→ **RECORDS PROVIDED**:
* START *

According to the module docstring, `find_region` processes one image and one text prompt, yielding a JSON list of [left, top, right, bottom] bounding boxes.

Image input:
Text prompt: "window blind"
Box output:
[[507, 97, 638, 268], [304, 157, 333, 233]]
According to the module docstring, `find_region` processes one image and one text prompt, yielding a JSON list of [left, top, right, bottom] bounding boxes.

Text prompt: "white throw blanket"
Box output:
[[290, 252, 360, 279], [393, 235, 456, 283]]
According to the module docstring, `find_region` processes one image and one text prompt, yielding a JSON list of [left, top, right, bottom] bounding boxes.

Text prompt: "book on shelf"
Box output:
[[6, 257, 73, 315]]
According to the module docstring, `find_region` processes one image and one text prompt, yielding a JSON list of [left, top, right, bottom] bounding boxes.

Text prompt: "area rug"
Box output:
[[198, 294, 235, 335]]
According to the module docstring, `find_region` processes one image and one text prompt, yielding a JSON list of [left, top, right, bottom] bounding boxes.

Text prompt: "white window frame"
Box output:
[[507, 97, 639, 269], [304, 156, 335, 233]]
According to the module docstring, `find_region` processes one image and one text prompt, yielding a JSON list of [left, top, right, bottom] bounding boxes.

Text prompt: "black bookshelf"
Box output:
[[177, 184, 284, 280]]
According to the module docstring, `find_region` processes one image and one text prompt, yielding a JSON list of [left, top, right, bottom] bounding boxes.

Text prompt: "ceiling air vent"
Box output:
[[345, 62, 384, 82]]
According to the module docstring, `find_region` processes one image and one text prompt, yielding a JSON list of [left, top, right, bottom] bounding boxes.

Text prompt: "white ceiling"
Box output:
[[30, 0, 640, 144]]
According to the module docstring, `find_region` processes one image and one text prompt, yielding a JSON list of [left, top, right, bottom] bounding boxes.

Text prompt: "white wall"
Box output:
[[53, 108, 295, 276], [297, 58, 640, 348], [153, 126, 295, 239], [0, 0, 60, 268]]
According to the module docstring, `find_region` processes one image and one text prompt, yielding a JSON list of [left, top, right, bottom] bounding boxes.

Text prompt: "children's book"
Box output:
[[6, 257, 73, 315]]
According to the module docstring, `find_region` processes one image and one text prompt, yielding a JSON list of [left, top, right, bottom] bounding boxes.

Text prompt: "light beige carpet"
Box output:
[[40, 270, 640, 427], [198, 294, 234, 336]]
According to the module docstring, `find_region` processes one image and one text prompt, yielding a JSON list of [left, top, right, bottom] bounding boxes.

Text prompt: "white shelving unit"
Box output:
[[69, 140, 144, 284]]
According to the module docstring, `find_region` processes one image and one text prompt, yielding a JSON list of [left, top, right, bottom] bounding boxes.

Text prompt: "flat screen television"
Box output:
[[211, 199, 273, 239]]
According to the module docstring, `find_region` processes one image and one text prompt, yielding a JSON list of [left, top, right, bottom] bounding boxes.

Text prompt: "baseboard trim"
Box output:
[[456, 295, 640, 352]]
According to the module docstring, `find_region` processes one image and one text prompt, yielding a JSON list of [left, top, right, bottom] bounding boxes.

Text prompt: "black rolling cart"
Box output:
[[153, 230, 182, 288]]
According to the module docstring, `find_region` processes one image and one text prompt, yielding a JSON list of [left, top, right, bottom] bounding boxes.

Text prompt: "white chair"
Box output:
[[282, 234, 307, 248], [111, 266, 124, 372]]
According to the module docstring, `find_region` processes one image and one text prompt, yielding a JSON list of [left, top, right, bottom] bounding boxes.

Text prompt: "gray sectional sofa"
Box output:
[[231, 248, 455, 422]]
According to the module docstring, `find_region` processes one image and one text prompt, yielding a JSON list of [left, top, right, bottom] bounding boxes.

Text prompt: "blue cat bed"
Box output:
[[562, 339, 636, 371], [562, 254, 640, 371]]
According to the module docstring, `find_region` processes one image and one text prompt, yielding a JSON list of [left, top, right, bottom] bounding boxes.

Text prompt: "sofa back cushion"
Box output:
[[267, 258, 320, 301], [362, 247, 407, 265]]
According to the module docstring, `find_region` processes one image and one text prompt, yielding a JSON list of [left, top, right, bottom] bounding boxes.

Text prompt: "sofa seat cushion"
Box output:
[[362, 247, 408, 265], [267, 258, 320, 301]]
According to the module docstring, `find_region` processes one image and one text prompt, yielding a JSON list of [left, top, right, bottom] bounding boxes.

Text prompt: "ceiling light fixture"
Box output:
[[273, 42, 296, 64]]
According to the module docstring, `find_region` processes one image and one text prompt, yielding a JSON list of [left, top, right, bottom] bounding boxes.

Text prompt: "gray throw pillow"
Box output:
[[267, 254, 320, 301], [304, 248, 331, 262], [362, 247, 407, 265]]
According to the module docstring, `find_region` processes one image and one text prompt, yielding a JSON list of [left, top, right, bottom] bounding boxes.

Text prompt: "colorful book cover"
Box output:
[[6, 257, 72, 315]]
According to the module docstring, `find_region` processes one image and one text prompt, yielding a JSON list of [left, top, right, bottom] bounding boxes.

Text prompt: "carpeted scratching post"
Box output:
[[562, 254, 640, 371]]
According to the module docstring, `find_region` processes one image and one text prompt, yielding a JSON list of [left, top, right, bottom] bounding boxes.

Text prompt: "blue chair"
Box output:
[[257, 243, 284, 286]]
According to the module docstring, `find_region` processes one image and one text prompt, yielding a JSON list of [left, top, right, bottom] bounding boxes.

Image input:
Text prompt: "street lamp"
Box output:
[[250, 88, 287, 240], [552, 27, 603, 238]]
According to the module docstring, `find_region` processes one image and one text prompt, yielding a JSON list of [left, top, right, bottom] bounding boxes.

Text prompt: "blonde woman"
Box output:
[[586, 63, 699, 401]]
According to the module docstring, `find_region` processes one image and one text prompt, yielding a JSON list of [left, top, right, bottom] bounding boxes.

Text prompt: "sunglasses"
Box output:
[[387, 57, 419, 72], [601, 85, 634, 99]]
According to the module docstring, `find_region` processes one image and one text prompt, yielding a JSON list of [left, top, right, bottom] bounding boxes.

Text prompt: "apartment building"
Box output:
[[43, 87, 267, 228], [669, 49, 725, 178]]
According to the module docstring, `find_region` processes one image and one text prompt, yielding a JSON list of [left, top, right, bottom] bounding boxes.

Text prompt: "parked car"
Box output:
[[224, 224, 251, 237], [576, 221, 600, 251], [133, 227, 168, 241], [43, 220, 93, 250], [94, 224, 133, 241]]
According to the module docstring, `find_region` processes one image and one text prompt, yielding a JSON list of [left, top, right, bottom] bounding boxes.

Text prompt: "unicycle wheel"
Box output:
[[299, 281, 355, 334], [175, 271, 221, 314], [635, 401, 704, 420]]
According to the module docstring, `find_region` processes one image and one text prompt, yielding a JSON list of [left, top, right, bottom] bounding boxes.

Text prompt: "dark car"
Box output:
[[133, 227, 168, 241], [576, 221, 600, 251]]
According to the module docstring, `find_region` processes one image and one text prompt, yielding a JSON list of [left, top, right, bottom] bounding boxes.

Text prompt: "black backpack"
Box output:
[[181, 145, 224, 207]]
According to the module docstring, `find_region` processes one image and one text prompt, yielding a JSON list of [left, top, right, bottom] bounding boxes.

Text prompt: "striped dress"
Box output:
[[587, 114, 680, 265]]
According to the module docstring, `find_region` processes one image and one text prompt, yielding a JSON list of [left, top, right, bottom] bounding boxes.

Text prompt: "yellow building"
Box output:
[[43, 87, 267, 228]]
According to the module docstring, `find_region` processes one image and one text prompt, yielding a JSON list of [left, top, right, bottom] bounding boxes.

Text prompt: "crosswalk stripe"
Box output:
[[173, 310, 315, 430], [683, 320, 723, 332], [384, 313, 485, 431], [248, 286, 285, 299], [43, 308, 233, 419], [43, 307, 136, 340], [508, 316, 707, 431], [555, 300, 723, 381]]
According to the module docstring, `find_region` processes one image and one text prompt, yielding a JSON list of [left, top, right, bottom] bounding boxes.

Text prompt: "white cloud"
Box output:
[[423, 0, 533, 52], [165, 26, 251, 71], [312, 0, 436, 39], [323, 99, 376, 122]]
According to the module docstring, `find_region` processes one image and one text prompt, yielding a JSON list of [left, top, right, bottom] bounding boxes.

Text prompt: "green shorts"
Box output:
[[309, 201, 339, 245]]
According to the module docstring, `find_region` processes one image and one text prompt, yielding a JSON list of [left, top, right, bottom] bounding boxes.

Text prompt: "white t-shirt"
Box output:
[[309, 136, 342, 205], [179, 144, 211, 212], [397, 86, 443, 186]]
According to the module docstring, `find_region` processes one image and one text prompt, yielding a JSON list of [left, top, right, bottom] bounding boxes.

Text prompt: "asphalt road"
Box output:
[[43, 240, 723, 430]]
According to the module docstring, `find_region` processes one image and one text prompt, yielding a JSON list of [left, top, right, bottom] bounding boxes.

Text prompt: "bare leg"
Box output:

* END *

→ **WRITTEN PROBLEM**:
Retype the records exactly, starting at the first line and ending at the line that contains "[[507, 97, 638, 268], [304, 157, 333, 233]]", with both of those lines included.

→ **CORRECT OUTPUT**:
According to the module docstring, `find_region` processes one image and one text prompt, yielding a JSON list of [left, top, right, bottom] bounding boxes.

Image input:
Text prompt: "window blind"
Box output:
[[507, 97, 638, 268], [304, 157, 333, 233]]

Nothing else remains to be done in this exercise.